### Quoted passage
=====
Attorney Stephen B. Diamond, regarded by some as Chicago’s “king of qui tam,” and likely the most prolific tax whistle-blower in the country, could be coming to the end of his false claims gravy train, a new analysis by Bloomberg BNA reveals.
Diamond, who has filed at least 911 qui tam actions in Cook County Circuit Court under the Illinois False Claims Act (FCA), has racked up almost $30 million in settlements over 15 years.
While a large portion of the funds belongs to the state of Illinois, Diamond’s share of the proceeds totals $11.6 million.
At the same time, Diamond’s litigation freight train may have hit a bump in the tracks.
Bloomberg BNA’s analysis, drawn from hundreds of previously confidential settlements collected though a Freedom of Information Act request on the Illinois Attorney General’s Office, provides the first clear picture of Diamond’s false claims business model and the financial impact it has had on hundreds of defendants.
The list of defendants is impressive, ranging from the most powerful corporations in the world to hundreds of tiny online retailers. A brief list of Diamond’s targets includes Microsoft Corp., Boeing Co., Fox Broadcasting Co. and Deere & Co., but also WrestlingGear.com Ltd., an Elmhurst, Ill., seller of wrestling shoes and athletic wear (see related story in this issue) and the Infinite Monkey Theorem, a small Denver-based wine seller and one of more than 500 wineries and liquor retailers sued in the last three years.
The Bureau of National Affairs Inc., which publishes Daily Tax Report, was also a defendant in an action brought by Diamond and settled in February 2015.
While the 900-plus cases are filed under the FCA, they all feature legal strategies that accuse defendants of improperly administering provisions of Illinois’ sales and use tax code. A unique quality of the FCA permits a private citizen, acting as a whistle-blower or relator, to sue on behalf of Illinois to correct an alleged fraud. Various iterations of Diamond’s law firms, including Beeler, Schad & Diamond P.C.; Schad, Diamond & Schedden P.C.; and Stephen B. Diamond P.C., are designated as relators in each case.
The device is controversial and has led to many calls for overhauling the law, though practitioners tell Bloomberg BNA that is unlikely to happen.
371 Settlements Net $29.3 Million
Highlights of the settlement data show:
• Diamond and his law firms have negotiated 371 settlements, netting $29.3 million in proceeds and attorneys’ fees for the state and himself; • the amount of unpaid taxes in dispute is estimated by tax practitioners at $6.7 million; • the average settlement paid by defendants totaled $79,089, not including amounts paid for legal representation; • settlements ranged from a high of $6.3 million to as little as $500; • Illinois’ share of the settlements totaled $17.7 million; • the Illinois Attorney General office’s share of the settlements was about $2.9 million; • defendants paid Illinois $45,000 in attorneys’ fees and costs; • Diamond’s share of the settlements totaled $5.7 million; • defendants paid Diamond $5.9 million in attorney’s fees and costs; and • 78 percent of the settlements involved a defendant’s failure to properly apply the sales and use tax on shipping and handling charges on merchandise sold into Illinois.
=====
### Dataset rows
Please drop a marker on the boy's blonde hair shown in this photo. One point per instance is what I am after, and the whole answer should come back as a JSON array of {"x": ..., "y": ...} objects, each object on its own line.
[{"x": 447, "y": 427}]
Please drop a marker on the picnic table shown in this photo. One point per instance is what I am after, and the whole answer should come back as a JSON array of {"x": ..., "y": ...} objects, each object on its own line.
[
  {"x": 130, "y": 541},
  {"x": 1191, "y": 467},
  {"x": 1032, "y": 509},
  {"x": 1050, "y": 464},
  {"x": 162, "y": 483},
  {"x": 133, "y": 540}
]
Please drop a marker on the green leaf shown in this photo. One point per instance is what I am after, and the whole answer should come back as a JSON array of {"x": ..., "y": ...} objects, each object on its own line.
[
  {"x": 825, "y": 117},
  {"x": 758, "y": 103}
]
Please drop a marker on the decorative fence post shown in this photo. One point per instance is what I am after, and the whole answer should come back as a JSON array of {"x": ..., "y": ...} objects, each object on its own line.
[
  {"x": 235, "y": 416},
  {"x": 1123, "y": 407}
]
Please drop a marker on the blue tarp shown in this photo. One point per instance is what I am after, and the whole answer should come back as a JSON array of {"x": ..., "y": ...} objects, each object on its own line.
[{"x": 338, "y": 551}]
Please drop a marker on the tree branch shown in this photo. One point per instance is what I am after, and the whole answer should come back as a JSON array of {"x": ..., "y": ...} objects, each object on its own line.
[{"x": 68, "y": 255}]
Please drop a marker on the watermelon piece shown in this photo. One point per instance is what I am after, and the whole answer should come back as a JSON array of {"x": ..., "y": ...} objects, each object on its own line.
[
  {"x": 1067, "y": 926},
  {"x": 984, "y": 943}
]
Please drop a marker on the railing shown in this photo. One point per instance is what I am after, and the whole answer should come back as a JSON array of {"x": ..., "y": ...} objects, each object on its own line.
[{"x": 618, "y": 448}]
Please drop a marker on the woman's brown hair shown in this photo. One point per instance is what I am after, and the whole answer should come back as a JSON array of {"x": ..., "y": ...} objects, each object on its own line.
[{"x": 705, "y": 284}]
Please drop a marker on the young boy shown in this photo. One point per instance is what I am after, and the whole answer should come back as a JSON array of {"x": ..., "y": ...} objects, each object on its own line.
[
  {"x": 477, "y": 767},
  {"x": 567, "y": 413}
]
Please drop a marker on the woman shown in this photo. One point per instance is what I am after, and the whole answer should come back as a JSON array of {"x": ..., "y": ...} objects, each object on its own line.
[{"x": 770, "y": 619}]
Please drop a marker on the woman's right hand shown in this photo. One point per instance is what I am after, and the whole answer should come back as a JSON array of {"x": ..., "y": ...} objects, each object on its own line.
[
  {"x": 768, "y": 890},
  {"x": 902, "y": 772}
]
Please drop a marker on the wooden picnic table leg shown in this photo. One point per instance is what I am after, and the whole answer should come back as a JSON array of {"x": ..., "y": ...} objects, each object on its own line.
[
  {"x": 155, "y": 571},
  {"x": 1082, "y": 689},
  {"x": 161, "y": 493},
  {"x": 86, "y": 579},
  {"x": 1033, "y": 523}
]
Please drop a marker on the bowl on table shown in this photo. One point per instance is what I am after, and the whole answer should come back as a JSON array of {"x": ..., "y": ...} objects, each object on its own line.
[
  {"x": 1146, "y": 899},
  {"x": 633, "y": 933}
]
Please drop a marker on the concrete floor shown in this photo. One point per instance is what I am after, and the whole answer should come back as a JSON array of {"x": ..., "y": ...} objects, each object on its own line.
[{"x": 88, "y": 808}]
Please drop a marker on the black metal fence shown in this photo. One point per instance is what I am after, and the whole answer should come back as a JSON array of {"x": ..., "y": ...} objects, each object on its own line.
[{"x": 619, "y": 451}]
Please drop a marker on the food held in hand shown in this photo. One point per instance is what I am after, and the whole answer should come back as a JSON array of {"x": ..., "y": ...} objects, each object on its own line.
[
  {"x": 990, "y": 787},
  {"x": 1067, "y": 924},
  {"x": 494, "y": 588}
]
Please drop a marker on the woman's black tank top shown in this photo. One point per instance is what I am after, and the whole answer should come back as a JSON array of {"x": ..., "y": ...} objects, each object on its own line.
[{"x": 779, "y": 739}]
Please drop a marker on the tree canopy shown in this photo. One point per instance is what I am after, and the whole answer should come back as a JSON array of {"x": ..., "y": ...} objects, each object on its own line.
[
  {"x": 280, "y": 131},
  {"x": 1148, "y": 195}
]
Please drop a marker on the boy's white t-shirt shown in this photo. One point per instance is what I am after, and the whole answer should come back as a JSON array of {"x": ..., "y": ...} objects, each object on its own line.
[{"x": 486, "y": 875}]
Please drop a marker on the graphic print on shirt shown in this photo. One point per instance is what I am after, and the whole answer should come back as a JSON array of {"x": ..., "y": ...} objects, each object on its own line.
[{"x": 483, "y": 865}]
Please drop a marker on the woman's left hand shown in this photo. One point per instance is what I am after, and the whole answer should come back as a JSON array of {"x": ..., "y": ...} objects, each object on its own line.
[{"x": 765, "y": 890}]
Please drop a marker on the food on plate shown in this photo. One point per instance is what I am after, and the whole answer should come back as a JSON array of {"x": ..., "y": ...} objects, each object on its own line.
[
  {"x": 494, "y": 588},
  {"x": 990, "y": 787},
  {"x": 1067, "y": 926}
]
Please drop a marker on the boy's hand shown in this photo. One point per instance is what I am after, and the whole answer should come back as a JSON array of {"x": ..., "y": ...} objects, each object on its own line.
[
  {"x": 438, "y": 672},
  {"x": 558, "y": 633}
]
=====
### Tasks to perform
#1 Name every law firm of Diamond's that the qui tam article says is designated as relator.
#2 According to the qui tam article, what percentage of the settlements involved a defendant's failure to properly apply sales and use tax on shipping and handling charges?
#3 Print the part of the qui tam article that opens with the words containing "The Bureau of" and closes with "unlikely to happen.".
The dataset rows play no part in this work.

### List of solutions
#1 Beeler, Schad & Diamond P.C.; Schad, Diamond & Schedden P.C.; Stephen B. Diamond P.C.

#2 78 percent.

#3
The Bureau of National Affairs Inc., which publishes Daily Tax Report, was also a defendant in an action brought by Diamond and settled in February 2015.
While the 900-plus cases are filed under the FCA, they all feature legal strategies that accuse defendants of improperly administering provisions of Illinois’ sales and use tax code. A unique quality of the FCA permits a private citizen, acting as a whistle-blower or relator, to sue on behalf of Illinois to correct an alleged fraud. Various iterations of Diamond’s law firms, including Beeler, Schad & Diamond P.C.; Schad, Diamond & Schedden P.C.; and Stephen B. Diamond P.C., are designated as relators in each case.
The device is controversial and has led to many calls for overhauling the law, though practitioners tell Bloomberg BNA that is unlikely to happen.